**Objetivos**
(1) Segundo o bispo na entrevista, o que os grupos tradicionalistas não aceitam ou desconhecem? Liste todos os itens.
(2) Em que ano ocorreu o cisma em Campos mencionado na entrevista?
(3) Extraia da entrevista o trecho exato que começa nas palavras “O Jornal Terceira” e termina logo após “Campos pretende proceder?”.

**Seção de texto**
-*-

O Jornal Terceira Via desta semana destaca a reportagem “Igreja dividida pela língua e por ritos” (clique aqui). O bispo da Diocese de Campos, Dom Roberto Francisco Ferreria Paz, destaca a situação que envolve católicos tradicionalistas, moderados e progressitas atualmente. A decisão do Papa Francisco, que busca integrar fiéis e padronizar ritos litúrgicos; ao minimizar o uso do Latim em cerimônias, preferindo o idioma local, reacendeu o clima de divisão entre os fiéis. Isto já ocorreu em 1981, e fez de Campos um forte reduto de católicos conservadores do Brasil, resistentes à modernidade proposta pelo Concílio Vaticano II. Nesta entrevista, o líder católico local discorre sobre crises e conflitos.
A partir da manifestação do Papa Francisco em reprimir o uso do Latim em missas, como a Diocese de Campos pretende proceder?
Não se trata de reprimir o Latim que é uma língua oficial. O que não é mais permissivo é o rito extraordinário. Este não é só uma questão do uso do Latim e não do vernáculo. É a estrutura da teologia da missa. O Vaticano, segundo o sacrossanto Concílio fez uma reforma litúrgica que visava a participação da educação do laicato do povo de Deus para tomar consciência. Inclusive, há toda uma nova visão do sacrifício da missa, como ceia, como banquete sacrifical, como comunhão. Então, não é só o assunto do Latim, porque a missa de Paulo VI e a missa do Vaticano II o rito ordinário pode ser celebrado em Latim. Para celebrar a missa em Latim de Paulo VI não há nenhum problema. O que há é o rito extraordinário, pois quem reza em vários grupos tradicionalistas essa missa em rito extraordinário diz que é a “única verdadeira”. Estão fechados. O problema é teológico, não é de língua; é a maneira de conceber a estrutura da missa. Há um contexto conflitivo. São grupo que não aceitam mais o magistério de Francisco; não aceitam o Concílio Vaticano II. Este é o “xis” da questão, o centro do conflito. Não é só problema do Latim. Eu gosto do Latim, mas o que está em jogo é o rito extraordinário que, para esses grupos é o único verdadeiro. Eles desconhecem a validade e a legitimidade da missa de Paulo VI que, aliás, ocasionou a ruptura, o cisma de 1981 aqui em Campos.

-*-

**Dados extraídos**
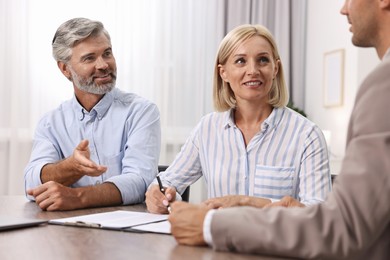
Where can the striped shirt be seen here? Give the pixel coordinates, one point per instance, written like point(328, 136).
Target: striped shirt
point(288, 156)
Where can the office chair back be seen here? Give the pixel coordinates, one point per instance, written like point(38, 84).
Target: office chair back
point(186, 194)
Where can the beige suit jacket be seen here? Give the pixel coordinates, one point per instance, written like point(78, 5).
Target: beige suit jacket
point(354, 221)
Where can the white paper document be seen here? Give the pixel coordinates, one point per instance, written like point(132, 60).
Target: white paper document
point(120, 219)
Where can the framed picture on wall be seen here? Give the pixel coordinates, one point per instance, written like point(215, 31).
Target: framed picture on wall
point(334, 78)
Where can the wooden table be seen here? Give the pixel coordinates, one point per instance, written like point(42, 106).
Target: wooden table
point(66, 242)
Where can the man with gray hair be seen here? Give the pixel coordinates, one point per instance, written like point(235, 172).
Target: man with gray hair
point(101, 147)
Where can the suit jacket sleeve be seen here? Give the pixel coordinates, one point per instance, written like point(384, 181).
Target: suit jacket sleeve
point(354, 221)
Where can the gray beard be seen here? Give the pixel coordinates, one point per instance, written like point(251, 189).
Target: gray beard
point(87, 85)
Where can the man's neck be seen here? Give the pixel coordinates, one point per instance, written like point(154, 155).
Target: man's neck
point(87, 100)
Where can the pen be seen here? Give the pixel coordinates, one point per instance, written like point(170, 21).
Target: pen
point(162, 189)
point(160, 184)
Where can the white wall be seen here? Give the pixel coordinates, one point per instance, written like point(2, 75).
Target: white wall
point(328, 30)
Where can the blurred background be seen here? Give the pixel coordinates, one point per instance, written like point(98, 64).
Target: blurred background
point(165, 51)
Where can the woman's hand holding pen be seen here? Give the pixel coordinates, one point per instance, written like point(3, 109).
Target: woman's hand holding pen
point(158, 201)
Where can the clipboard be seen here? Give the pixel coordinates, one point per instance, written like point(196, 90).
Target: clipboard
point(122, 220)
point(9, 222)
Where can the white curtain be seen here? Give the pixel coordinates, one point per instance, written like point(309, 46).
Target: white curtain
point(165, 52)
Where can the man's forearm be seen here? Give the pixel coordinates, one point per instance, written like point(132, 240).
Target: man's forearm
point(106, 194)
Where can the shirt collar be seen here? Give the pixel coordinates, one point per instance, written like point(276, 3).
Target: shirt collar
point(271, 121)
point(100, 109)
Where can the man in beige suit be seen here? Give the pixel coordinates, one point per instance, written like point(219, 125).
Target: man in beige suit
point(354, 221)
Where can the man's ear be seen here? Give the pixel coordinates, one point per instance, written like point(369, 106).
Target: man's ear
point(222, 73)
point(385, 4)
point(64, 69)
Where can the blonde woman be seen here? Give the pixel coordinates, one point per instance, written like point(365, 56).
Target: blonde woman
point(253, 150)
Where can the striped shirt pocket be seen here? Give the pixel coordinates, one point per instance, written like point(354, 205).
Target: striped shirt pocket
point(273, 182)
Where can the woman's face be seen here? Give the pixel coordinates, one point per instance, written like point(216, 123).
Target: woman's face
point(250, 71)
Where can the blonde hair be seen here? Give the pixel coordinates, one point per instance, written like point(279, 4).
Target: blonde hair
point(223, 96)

-*-

**Conjunto de respostas**
(1)
- O magistério de Francisco
- O Concílio Vaticano II
- A validade e a legitimidade da missa de Paulo VI

(2) Em 1981.

(3)
O Jornal Terceira Via desta semana destaca a reportagem “Igreja dividida pela língua e por ritos” (clique aqui). O bispo da Diocese de Campos, Dom Roberto Francisco Ferreria Paz, destaca a situação que envolve católicos tradicionalistas, moderados e progressitas atualmente. A decisão do Papa Francisco, que busca integrar fiéis e padronizar ritos litúrgicos; ao minimizar o uso do Latim em cerimônias, preferindo o idioma local, reacendeu o clima de divisão entre os fiéis. Isto já ocorreu em 1981, e fez de Campos um forte reduto de católicos conservadores do Brasil, resistentes à modernidade proposta pelo Concílio Vaticano II. Nesta entrevista, o líder católico local discorre sobre crises e conflitos.
A partir da manifestação do Papa Francisco em reprimir o uso do Latim em missas, como a Diocese de Campos pretende proceder?